Provided entries START

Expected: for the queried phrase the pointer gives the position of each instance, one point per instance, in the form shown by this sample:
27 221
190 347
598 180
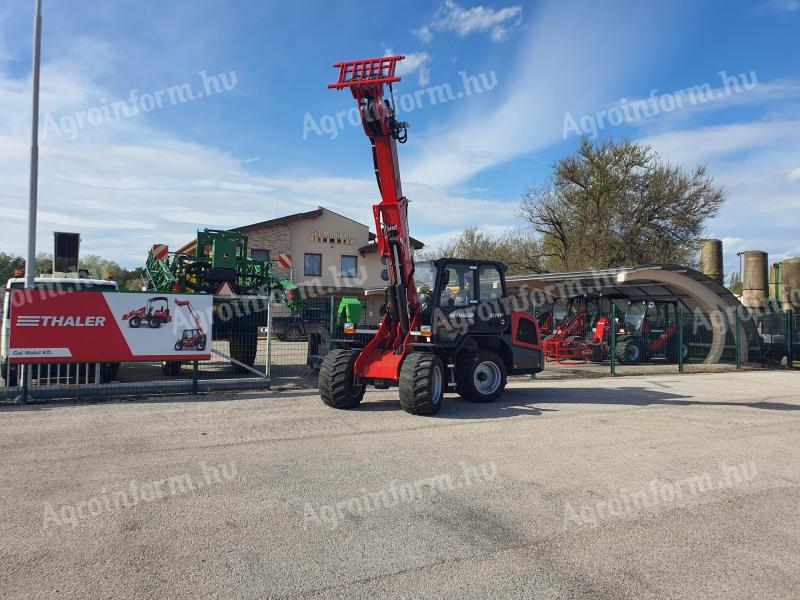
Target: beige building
331 255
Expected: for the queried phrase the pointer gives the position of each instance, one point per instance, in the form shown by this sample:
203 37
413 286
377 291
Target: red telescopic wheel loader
447 324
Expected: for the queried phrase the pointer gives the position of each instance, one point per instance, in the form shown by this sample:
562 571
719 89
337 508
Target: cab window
491 286
460 287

Provided entries END

- [Work required]: Copy out every entry above, character for character, excluding pictures.

- [Reply]:
Expected: for the queried phrase the pointer gives the position of each instance, one point per instance, in the form shown by this sample:
27 221
190 347
598 180
Target: beige building
331 255
Expected: for the queried phrase the pointer gives the position of each instance, one point per instance, in the form shown by this sample:
203 37
413 286
377 291
Target: red telescopic wheel loader
447 324
Expected: for the queried phrase the pointer gives the position of each instance, one point per instance, in the form shown by this sample:
562 571
719 89
337 508
Target: cab window
491 286
460 287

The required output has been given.